== To be done ==
The complete listing should be restated exactly.
--- start Excerpted data ---
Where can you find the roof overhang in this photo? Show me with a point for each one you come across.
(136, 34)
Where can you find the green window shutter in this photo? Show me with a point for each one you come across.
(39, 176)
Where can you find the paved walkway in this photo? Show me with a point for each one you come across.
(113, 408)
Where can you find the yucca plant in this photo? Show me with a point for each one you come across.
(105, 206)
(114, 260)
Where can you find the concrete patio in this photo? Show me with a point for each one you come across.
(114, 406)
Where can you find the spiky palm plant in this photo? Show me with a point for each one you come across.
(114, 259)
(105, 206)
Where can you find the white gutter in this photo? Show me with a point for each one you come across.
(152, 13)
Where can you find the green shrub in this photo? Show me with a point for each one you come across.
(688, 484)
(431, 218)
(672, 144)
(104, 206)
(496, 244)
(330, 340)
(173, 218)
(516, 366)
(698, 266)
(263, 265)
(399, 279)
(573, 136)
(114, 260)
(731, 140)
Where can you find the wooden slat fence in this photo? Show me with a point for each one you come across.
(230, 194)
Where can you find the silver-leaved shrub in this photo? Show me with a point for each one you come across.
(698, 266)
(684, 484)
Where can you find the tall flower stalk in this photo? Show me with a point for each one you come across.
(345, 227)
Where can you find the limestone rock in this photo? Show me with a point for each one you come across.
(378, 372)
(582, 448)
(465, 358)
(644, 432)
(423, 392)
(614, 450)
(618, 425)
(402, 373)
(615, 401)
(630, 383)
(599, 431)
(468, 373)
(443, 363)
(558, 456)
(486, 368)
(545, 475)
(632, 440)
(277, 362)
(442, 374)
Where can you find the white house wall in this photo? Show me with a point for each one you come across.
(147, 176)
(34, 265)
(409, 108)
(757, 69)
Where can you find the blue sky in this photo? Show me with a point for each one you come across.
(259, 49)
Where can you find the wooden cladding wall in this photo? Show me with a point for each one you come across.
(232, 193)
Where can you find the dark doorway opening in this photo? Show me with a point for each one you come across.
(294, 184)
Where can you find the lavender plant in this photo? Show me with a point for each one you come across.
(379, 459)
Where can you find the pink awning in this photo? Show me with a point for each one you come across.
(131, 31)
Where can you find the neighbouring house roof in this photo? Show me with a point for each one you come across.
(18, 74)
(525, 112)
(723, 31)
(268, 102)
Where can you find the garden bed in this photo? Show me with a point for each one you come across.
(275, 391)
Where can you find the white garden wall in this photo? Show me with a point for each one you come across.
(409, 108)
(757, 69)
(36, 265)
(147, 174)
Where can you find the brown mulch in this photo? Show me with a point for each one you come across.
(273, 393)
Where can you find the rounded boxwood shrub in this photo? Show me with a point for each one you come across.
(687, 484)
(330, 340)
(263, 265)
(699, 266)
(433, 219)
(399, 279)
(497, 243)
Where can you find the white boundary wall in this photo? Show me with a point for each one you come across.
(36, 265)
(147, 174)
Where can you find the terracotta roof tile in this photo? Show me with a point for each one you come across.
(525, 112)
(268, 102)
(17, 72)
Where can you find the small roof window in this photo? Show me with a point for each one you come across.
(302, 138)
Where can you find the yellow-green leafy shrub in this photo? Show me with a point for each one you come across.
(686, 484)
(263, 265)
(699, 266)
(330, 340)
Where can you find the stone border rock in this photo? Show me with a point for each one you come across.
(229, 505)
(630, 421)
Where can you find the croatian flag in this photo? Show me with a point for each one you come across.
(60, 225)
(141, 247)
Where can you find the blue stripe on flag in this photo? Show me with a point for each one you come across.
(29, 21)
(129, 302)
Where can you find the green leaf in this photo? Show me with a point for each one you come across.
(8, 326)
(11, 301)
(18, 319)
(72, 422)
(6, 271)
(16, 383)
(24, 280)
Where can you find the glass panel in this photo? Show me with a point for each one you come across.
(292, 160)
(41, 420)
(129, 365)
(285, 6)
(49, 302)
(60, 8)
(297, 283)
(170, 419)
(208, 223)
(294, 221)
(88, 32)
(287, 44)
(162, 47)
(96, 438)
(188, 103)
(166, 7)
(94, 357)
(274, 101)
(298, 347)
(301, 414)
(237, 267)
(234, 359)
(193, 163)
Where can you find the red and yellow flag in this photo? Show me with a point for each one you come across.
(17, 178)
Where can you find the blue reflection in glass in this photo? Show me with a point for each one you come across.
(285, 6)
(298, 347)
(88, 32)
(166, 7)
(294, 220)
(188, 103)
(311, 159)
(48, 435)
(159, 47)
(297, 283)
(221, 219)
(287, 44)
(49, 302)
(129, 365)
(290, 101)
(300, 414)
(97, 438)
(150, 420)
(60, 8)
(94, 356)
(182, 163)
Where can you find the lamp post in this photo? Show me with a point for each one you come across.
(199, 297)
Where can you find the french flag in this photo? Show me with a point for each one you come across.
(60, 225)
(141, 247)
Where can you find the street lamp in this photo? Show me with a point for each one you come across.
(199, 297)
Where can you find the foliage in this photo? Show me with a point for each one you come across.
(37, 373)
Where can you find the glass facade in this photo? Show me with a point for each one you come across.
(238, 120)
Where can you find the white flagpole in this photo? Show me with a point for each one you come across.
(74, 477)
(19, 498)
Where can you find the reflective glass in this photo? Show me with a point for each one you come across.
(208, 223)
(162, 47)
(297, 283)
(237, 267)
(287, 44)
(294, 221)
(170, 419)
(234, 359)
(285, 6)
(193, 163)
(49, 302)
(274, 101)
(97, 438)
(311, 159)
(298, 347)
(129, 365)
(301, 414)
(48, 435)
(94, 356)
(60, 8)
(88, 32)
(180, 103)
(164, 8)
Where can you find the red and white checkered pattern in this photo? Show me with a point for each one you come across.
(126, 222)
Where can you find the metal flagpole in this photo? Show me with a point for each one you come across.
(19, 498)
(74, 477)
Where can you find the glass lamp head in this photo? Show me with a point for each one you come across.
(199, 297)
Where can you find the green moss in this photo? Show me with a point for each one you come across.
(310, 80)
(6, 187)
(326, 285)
--- end Excerpted data ---
== The answer ==
Where can you find the roof overhang in this photo? Show me with a point for each one you come across.
(136, 34)
Where can you find the green window shutter in this photo? Show me with a point for each one you come across.
(39, 176)
Where can you find the paved walkway in this photo? Show me with a point for each one you come across.
(113, 408)
Where can you find the yucca plant in this photo? Show me with a point for each one you come across.
(105, 206)
(114, 260)
Where can you find the concrete patio in this photo? Show me with a point for each one you come across.
(114, 406)
Where can you find the spiky palm plant in this photo? Show me with a point for each one you come across.
(114, 259)
(105, 206)
Where can you find the white gutter in this photo? Show me with a point for each one you come across.
(152, 13)
Where can you find the green shrub in this photo? Show me with a point for each one you come across.
(688, 484)
(431, 218)
(672, 144)
(104, 206)
(496, 244)
(330, 340)
(173, 218)
(516, 366)
(698, 266)
(263, 265)
(399, 279)
(573, 136)
(114, 260)
(731, 140)
Where can you find the wooden slat fence in this photo? Show me with a point for each one you come across.
(230, 194)
Where can you find the silver-leaved shrub in this photo? Show me with a point for each one you come across.
(698, 266)
(684, 484)
Where can you find the tall flower stalk in this photo? Show me with a point for each one you come across.
(345, 227)
Where can you find the limestone rock in this photo? Show me with a point for each one you come across.
(378, 372)
(582, 448)
(465, 358)
(644, 432)
(423, 392)
(614, 450)
(618, 425)
(402, 373)
(615, 401)
(630, 383)
(599, 431)
(468, 373)
(443, 363)
(558, 456)
(486, 368)
(545, 475)
(632, 440)
(277, 362)
(442, 374)
Where can you find the white house wall in this photo? Show me with a point for each one you come across.
(147, 176)
(34, 265)
(409, 108)
(757, 69)
Where can you find the blue sky in this photo? Show me with a point for each one you come across.
(259, 49)
Where can you find the wooden cladding wall in this photo? Show me with a point for each one you come across.
(232, 193)
Where can you find the dark doorway opening in this photo? Show me with a point for each one you come across.
(294, 184)
Where can you find the lavender plant in this photo? Show me with a point for each one you come across.
(379, 459)
Where can you find the pink awning in this photo? Show me with a point for each one you come across.
(131, 31)
Where can you find the neighbouring house roof in this photo? Show me with a point for each one you come across.
(18, 74)
(525, 112)
(723, 31)
(268, 102)
Where can you find the garden bed in this photo? Show me with a point for each one you come across.
(275, 391)
Where can you find the white garden wall in this photo? Show me with a point for each one you come across.
(409, 108)
(757, 69)
(36, 265)
(147, 174)
Where can you find the brown mulch in this photo? Show me with a point for each one you come across.
(273, 393)
Where can you find the rounded boxwood shrub in this photo? Show me with a point for each one you come across.
(687, 484)
(330, 340)
(263, 265)
(699, 266)
(433, 219)
(399, 279)
(497, 243)
Where can you find the white boundary wall in this photo? Show me with a point for each one you come across.
(36, 265)
(147, 174)
Where can you find the terracotta roof tile in this photo? Show me with a point for each one you come across.
(525, 112)
(268, 102)
(17, 72)
Where can you find the small roof window in this photo? Show me with a point for each one you come across.
(302, 138)
Where can you find the yellow-green leafy shrub in this photo? Show me with a point for each one you come across.
(686, 484)
(263, 265)
(699, 266)
(330, 340)
Where can you find the stone border rock in this photo? Show me with a point for each one you come across.
(229, 505)
(630, 421)
Where can you find the croatian flag in this photo? Show me with a point for each one you come across.
(60, 225)
(141, 247)
Where can you find the blue stripe on flag in this photo? Show me with a point for each one you come across.
(29, 21)
(129, 302)
Where can you find the green leaf in this photo? Show me with a point for each one you come across.
(8, 326)
(11, 301)
(18, 319)
(72, 422)
(6, 271)
(16, 383)
(24, 280)
Where can you find the glass panel in this photo? Show me with a point for each one you come across.
(292, 160)
(41, 420)
(129, 365)
(285, 6)
(49, 302)
(60, 8)
(297, 283)
(170, 419)
(208, 223)
(294, 221)
(88, 32)
(287, 44)
(162, 47)
(96, 438)
(188, 103)
(166, 7)
(94, 357)
(274, 101)
(298, 347)
(301, 414)
(237, 267)
(234, 359)
(193, 163)
Where can you find the red and yellow flag in this photo? Show me with a point for each one you come across.
(17, 178)
Where can you find the blue reflection in glass in this photo? Show me with a point for each one you come across.
(285, 6)
(298, 347)
(88, 32)
(166, 7)
(294, 220)
(188, 103)
(311, 159)
(48, 435)
(159, 47)
(297, 283)
(221, 219)
(287, 44)
(49, 302)
(129, 365)
(290, 101)
(300, 414)
(97, 438)
(150, 420)
(60, 8)
(94, 356)
(182, 163)
Where can you find the lamp post in this photo? Show me with a point for each one you come across.
(199, 297)
Where can you find the french flag in this photo? Show me with a point for each one you come across.
(60, 225)
(141, 247)
Where can you find the street lamp in this photo? Show me with a point for each one you come across.
(199, 297)
Where can you find the foliage in this photo? Show me with a point for each one you come across.
(37, 373)
Where can you find the glass facade in this photo? Show me with a point for each one you come across.
(238, 120)
Where can you find the white flagpole in this photo? Show me with a point for each one you come across.
(74, 477)
(19, 498)
Where can you find the reflective glass in this photo? Show me with a point for each one you come across.
(208, 223)
(162, 47)
(297, 283)
(237, 267)
(287, 44)
(294, 221)
(170, 419)
(234, 359)
(285, 6)
(193, 163)
(49, 302)
(274, 101)
(97, 438)
(311, 159)
(298, 347)
(129, 365)
(301, 414)
(48, 435)
(94, 356)
(60, 8)
(88, 32)
(180, 103)
(164, 8)
Where can you find the red and white checkered pattern in this photo? Show me with a point for each one you come across.
(126, 222)
Where can you find the metal flagpole in this photo? Show me with a point for each one you come across.
(19, 498)
(74, 477)
Where can you find the glass lamp head in this photo? Show me with a point for each one you come across.
(199, 297)
Where can you find the green moss in this photo? Show me with a point for each one you come across.
(310, 80)
(6, 187)
(326, 285)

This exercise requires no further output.